* **EXERCISE OBJECTIVE**:
Swap "separate parts" for "disconnected pieces" throughout the rows below, and write the lines out again with nothing else changed.

A run of rows:
+++++
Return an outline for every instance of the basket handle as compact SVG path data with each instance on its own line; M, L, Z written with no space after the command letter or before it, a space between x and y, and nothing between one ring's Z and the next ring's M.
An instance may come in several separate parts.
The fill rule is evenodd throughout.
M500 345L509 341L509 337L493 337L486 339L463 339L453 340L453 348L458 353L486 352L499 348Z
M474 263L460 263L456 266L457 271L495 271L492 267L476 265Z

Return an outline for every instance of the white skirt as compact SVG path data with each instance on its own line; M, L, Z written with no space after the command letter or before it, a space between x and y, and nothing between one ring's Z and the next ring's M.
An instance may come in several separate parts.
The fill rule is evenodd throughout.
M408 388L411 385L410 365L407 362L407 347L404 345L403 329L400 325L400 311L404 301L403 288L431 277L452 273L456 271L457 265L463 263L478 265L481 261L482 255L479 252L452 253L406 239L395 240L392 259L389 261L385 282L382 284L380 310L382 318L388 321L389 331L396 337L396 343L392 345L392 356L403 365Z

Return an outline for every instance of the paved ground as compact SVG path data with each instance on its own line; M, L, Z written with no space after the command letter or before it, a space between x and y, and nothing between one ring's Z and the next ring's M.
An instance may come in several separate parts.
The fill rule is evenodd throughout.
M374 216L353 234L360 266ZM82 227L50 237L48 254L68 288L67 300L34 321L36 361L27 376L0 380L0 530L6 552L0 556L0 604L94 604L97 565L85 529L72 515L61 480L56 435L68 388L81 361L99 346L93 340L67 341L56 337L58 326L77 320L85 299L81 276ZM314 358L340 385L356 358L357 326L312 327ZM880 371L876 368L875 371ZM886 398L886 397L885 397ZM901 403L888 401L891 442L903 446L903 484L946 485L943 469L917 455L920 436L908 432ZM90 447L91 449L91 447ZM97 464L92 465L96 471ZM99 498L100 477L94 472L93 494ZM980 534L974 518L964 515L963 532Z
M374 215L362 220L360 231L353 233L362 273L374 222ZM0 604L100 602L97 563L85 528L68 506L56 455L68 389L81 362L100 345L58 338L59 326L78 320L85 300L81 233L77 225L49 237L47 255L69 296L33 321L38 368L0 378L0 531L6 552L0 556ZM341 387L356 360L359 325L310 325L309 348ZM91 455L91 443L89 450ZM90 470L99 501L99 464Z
+++++
* **RESULT**:
Return an outline for every instance of the basket handle as compact SVG path data with each instance on its own line; M, L, Z written with no space after the command letter or before it, a space between x and y, and nothing between one ring's Z and the next ring's M.
An instance may come in several disconnected pieces.
The fill rule is evenodd throughout.
M500 345L509 341L509 337L493 337L486 339L463 339L453 340L453 348L458 353L486 352L499 348Z
M474 263L460 263L456 266L457 271L495 271L492 267L476 265Z

Return an outline for every instance of the white skirt as compact SVG path data with each instance on its own line; M, L, Z written with no space after the command letter or before it, a space between x and y, and nothing between one ring's Z and the next ring's M.
An instance may come in several disconnected pieces.
The fill rule is evenodd throughout.
M408 388L411 385L410 365L407 362L407 347L404 345L403 329L400 325L400 311L404 301L403 288L431 277L452 273L456 271L457 265L463 263L478 265L481 261L482 255L479 252L452 253L406 239L395 240L392 259L389 261L385 282L382 284L380 310L382 318L388 321L389 331L396 337L396 343L392 345L392 356L403 365Z

Return an outline for every instance of the paved ground as compact SVG path data with each instance on its own line; M, L, Z written with no space after the command letter or before it, a space between x and y, and nothing between one ring's Z and the next ring's M.
An instance may come in several disconnected pieces.
The fill rule is evenodd throughout.
M374 216L353 234L360 266ZM82 227L50 237L48 254L68 288L67 300L34 321L36 361L27 376L0 380L0 530L6 552L0 556L0 604L94 604L97 565L85 529L72 515L61 480L56 435L68 388L81 361L99 346L93 340L67 341L56 337L58 326L77 320L85 299L81 276ZM314 358L340 385L356 358L357 326L312 327ZM880 371L876 368L875 371ZM886 398L886 397L885 397ZM901 403L888 401L891 442L903 446L903 484L946 485L943 469L917 455L920 436L908 432ZM90 447L91 449L91 447ZM97 464L92 465L96 471ZM99 498L100 477L94 472L93 494ZM980 534L974 518L964 515L963 532Z
M374 215L362 220L360 231L353 233L362 273L374 222ZM0 604L100 602L97 563L85 528L68 506L56 455L68 389L81 362L100 345L58 338L59 326L78 320L85 300L81 233L77 225L49 237L47 255L69 296L33 321L38 368L0 378L0 531L6 552L0 556ZM341 387L356 360L359 325L310 325L309 348ZM91 455L91 443L89 450ZM90 470L99 501L99 464Z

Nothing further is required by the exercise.